¿Cómo responde María a nuestro saludo,
cuando pronunciamos su Nombre? ¡Con qué ojos y con qué sonrisa que nos debe
mirar!
María, cuyo nombre cantan los cielos y
la tierra, ¡bendita seas!...
¡Bendito sea el nombre de María, Virgen y Madre!...
¿Por qué tributamos alabanzas tan especiales al Nombre de María? ¿Por qué el
nombre de María nos dice tanto? ¿Por qué repetimos sin más, sola ella, la
palabra ¡MARIA!...
Hemos oído tantas veces el Evangelio de la Anunciación en las Misas de la
Virgen, que nos sabemos más que de memoria estas palabras: Y la Virgen se
llamaba María.
El nombre de MARIA, junto con el nombre adorable de Jesús, es lo más entrañable
que tenemos metido en nuestras almas. ¿Será preciso desatarnos ahora en
alabanzas al nombre de María?
Porque podríamos hacerlo con el romanticismo cariñoso de años atrás, cuando
tenía éxito seguro el canto con una letra como ésta:
Es más dulce tu nombre, María, que el arrullo de tierna paloma, es más suave
que el plácido aroma que en su cáliz encierra la flor...
Y muchos cantos por el estilo, hoy pasados totalmente de moda, y que casi nos
excitan un poquito la hilaridad y nos arrancan una sonrisa compasiva con los
soñadores de años atrás...
Nosotros, sin dejar los encantos de una piedad mariana así de soñadora y
tierna, lo miramos desde otra perspectiva, y nos preguntamos: ¿Qué significa
para María su nombre? ¿Qué significa, sobre todo, para nosotros?..
Dejemos a los estudiosos de la Biblia que se entretengan desentrañando las
raíces de un nombre tan hermoso. María, como ya se llamó la hermana de Moisés,
era un nombre muy común de mujer en Israel cuando los tiempos de Jesús. Y nos
dicen los filólogos que puede significar hermosa, señora, princesa, excelsa,
encumbrada, y no sé cuántas cosas más, a cada cual más bella y sugerente...

## [Lo que se pide]
Según el fragmento sobre el nombre de María, ¿qué puede significar ese nombre de acuerdo con los filólogos? Respóndase solo con lo que dice el fragmento.

## [Datos guardados]
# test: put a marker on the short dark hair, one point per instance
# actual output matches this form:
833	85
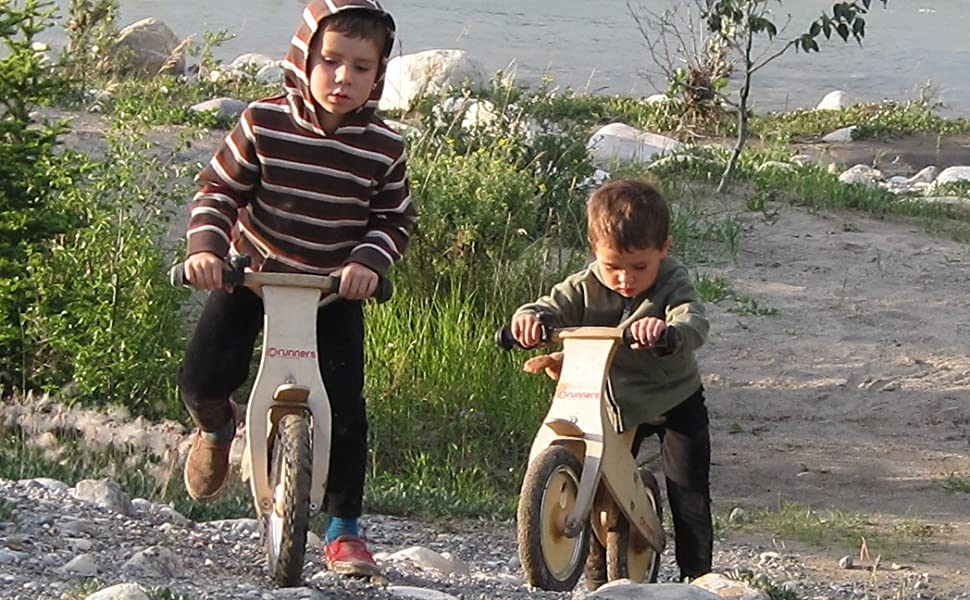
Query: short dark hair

## [Respuesta]
Hermosa, señora, princesa, excelsa y encumbrada, entre otras cosas.